## Records for processing
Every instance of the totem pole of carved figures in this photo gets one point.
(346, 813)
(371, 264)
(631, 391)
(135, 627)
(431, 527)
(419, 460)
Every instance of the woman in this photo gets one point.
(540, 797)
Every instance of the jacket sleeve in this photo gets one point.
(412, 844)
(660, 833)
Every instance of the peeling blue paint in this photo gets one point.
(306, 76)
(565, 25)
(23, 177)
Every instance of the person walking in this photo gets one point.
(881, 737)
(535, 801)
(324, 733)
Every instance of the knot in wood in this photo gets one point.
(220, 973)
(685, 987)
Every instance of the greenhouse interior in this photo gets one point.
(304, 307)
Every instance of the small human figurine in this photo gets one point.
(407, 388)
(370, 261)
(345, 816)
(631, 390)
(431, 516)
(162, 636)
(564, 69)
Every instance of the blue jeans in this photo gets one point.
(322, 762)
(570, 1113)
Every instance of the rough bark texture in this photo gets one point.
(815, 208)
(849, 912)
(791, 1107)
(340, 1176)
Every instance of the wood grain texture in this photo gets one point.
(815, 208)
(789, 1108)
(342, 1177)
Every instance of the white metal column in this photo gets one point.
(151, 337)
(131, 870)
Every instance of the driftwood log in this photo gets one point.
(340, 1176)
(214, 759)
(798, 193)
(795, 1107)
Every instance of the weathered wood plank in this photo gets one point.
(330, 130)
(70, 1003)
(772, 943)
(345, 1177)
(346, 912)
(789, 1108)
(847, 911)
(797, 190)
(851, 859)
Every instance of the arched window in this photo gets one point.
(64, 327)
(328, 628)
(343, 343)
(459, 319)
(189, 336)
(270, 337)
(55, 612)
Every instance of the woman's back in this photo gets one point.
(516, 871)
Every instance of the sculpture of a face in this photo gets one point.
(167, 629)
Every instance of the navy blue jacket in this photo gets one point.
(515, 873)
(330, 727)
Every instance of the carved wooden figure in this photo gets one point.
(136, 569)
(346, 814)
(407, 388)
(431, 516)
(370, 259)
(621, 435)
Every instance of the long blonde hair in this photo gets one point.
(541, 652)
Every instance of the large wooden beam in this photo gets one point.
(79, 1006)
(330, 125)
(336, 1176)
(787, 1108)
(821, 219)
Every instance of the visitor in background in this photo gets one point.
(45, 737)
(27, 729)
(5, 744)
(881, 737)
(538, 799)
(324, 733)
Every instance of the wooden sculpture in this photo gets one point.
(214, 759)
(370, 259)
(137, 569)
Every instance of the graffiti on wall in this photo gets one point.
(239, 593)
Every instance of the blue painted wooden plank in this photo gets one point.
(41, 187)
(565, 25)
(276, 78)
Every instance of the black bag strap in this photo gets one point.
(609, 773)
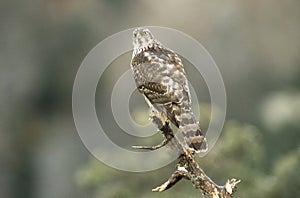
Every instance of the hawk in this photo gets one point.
(161, 78)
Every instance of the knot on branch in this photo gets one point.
(187, 167)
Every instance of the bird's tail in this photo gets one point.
(190, 128)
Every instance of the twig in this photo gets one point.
(187, 167)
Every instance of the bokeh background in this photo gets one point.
(256, 45)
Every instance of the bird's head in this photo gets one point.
(142, 37)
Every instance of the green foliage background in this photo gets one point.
(254, 43)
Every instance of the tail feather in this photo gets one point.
(193, 137)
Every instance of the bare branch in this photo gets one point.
(187, 167)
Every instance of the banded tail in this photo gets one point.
(192, 132)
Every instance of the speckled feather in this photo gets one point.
(160, 77)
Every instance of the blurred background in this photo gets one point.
(256, 45)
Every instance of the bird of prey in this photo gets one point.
(161, 78)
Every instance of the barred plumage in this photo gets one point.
(160, 77)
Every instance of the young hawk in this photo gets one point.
(160, 77)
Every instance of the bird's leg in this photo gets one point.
(163, 125)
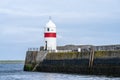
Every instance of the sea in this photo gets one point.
(15, 71)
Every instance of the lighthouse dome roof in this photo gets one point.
(50, 24)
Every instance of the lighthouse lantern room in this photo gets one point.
(50, 36)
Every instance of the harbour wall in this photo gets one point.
(97, 62)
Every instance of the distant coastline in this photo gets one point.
(11, 61)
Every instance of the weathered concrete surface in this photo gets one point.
(104, 63)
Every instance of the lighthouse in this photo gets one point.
(50, 36)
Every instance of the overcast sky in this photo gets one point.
(81, 22)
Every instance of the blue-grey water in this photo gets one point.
(15, 72)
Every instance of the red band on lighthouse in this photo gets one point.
(50, 35)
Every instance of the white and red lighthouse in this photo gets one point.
(50, 36)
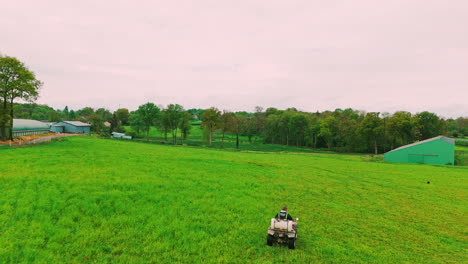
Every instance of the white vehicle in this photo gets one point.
(282, 232)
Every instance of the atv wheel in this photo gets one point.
(270, 240)
(292, 243)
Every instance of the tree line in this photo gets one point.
(17, 82)
(345, 130)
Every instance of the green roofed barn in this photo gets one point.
(23, 127)
(70, 127)
(437, 150)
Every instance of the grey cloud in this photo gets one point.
(314, 55)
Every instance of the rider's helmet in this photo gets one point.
(283, 215)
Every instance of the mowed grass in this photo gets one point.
(89, 200)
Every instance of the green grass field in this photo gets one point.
(90, 200)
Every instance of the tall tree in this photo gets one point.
(227, 121)
(372, 129)
(428, 125)
(147, 114)
(174, 114)
(185, 125)
(122, 115)
(238, 126)
(16, 82)
(211, 122)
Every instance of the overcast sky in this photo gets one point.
(236, 54)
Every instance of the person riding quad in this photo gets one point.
(284, 215)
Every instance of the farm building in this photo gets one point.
(23, 127)
(437, 150)
(120, 135)
(70, 127)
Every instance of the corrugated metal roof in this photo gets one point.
(28, 124)
(446, 139)
(76, 123)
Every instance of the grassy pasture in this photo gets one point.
(88, 200)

## Your goal
When you write out the material above, keep every line exact and drop each picture.

## Solution for this problem
Every instance of the totem pole of carved figures in this photo gets one point.
(346, 813)
(371, 264)
(631, 391)
(135, 627)
(431, 527)
(419, 460)
Every instance of the woman in this photo gets one point.
(540, 797)
Every instance of the jacket sleeve in this photo gets one point.
(412, 844)
(660, 833)
Every instance of the peeling blue paint in this photo gets one point.
(306, 76)
(565, 25)
(23, 177)
Every instance of the person walking in this photo gets one point.
(881, 737)
(535, 801)
(324, 733)
Every instance of the knot in wood in this photo gets one point.
(220, 973)
(685, 987)
Every instance of the greenhouse interior in this photo gets one point.
(304, 307)
Every instance of the small human figurine in this photo gets one point.
(407, 388)
(370, 261)
(345, 816)
(631, 390)
(431, 516)
(162, 636)
(564, 69)
Every instance of the blue jeans in this photo gets one point.
(322, 762)
(570, 1113)
Every instance of the rough bark texture in this photo gets one point.
(815, 208)
(849, 912)
(791, 1107)
(340, 1176)
Every instance of the wood grain texture in this photo gets one point.
(815, 208)
(789, 1108)
(342, 1177)
Every instance of the white metal column in this photo gets one point.
(151, 337)
(131, 870)
Every instance of the driftwood log in this photo gets one point.
(340, 1176)
(214, 759)
(798, 193)
(795, 1107)
Every instance of the weathered wood plank in this photo gets one point.
(330, 130)
(70, 1003)
(772, 943)
(345, 1177)
(346, 912)
(789, 1108)
(847, 911)
(797, 190)
(851, 859)
Every instance of the arched window in this photo gets one point.
(64, 327)
(328, 628)
(343, 343)
(459, 319)
(189, 336)
(270, 337)
(55, 612)
Every instance of the woman's back in this photo gets one point.
(516, 871)
Every instance of the sculpture of a face in this photo gets one point.
(167, 629)
Every instance of the navy blue jacket in this photo gets one point.
(515, 873)
(330, 727)
Every instance of the carved wooden figure in this photo gets one point.
(136, 569)
(346, 814)
(407, 388)
(431, 516)
(370, 259)
(621, 435)
Every instance of the long blonde hair in this photo gets one point.
(541, 652)
Every instance of the large wooden beam in this photo gets one point.
(79, 1006)
(330, 125)
(336, 1176)
(787, 1108)
(821, 219)
Every instance of the visitor in background in this photo gets one point.
(45, 737)
(27, 729)
(5, 744)
(881, 737)
(538, 799)
(324, 733)
Every instance of the wooden sculpture in this photo gets one point.
(214, 759)
(370, 259)
(137, 569)
Every instance of the graffiti on wall in this photo gets one point.
(239, 593)
Every instance of the blue painted wooden plank in this photo gets one point.
(41, 187)
(565, 25)
(276, 78)
Every instance of the black bag strap in this photo gets one point.
(609, 773)
Every instance of the hawk in this photo gets one point.
(161, 78)
Every instance of the knot on branch in this photo gets one point.
(187, 167)
Every instance of the bird's tail in this photo gets one point.
(190, 128)
Every instance of the twig in this photo gets one point.
(187, 167)
Every instance of the bokeh background in this photo gets one point.
(256, 45)
Every instance of the bird's head in this photo gets one point.
(142, 37)
Every instance of the green foliage background in this photo gets one point.
(254, 43)
Every instance of the tail feather in this photo gets one point.
(193, 137)
Every instance of the bare branch in this photo gets one point.
(187, 167)
Every instance of the banded tail in this photo gets one point.
(192, 132)
Every instance of the speckled feather in this photo gets one point.
(160, 77)
Every instance of the blurred background in this photo gets one point.
(256, 45)
Every instance of the bird of prey in this photo gets one point.
(161, 78)
Every instance of the barred plumage in this photo gets one point.
(160, 77)
Every instance of the young hawk in this photo gets one point.
(160, 77)
Every instance of the bird's leg in this photo gets one point.
(163, 125)
Every instance of the sea in this photo gets one point.
(15, 71)
Every instance of the lighthouse dome roof in this photo gets one point.
(50, 24)
Every instance of the lighthouse lantern room in this photo gets one point.
(50, 36)
Every instance of the harbour wall in this photo gets one point.
(97, 62)
Every instance of the distant coastline in this photo gets one point.
(11, 61)
Every instance of the weathered concrete surface in this photo gets one point.
(104, 63)
Every instance of the lighthouse in this photo gets one point.
(50, 36)
Every instance of the overcast sky in this photo gets one point.
(81, 22)
Every instance of the blue-grey water in this photo gets one point.
(15, 72)
Every instance of the red band on lighthouse in this photo gets one point.
(50, 35)
Every instance of the white and red lighthouse in this photo gets one point.
(50, 36)
Every instance of the white vehicle in this photo gets one point.
(282, 232)
Every instance of the atv wheel in this photo gets one point.
(270, 240)
(292, 243)
Every instance of the tree line in this photo gets one point.
(17, 82)
(345, 130)
Every instance of the green roofed barn in this photo gets one point.
(23, 127)
(70, 127)
(437, 150)
Every instance of the grey cloud in this photo gets one point.
(314, 55)
Every instance of the rider's helmet in this photo gets one point.
(283, 215)
Every instance of the mowed grass in this photo gets one point.
(89, 200)
Every instance of the green grass field in this photo gets one point.
(90, 200)
Every instance of the tall tree in this photo gets one point.
(227, 121)
(372, 129)
(428, 125)
(147, 114)
(174, 114)
(185, 125)
(122, 115)
(238, 126)
(16, 82)
(211, 122)
Every instance of the overcast sky in this photo gets one point.
(236, 54)
Every instance of the person riding quad in this photo gets one point.
(284, 215)
Every instance of the farm building in this photo gets one point.
(23, 127)
(437, 150)
(120, 135)
(70, 127)
Every instance of the corrugated metal roof in this photo gets one point.
(28, 124)
(446, 139)
(76, 123)
Every instance of the grassy pasture in this photo gets one point.
(88, 200)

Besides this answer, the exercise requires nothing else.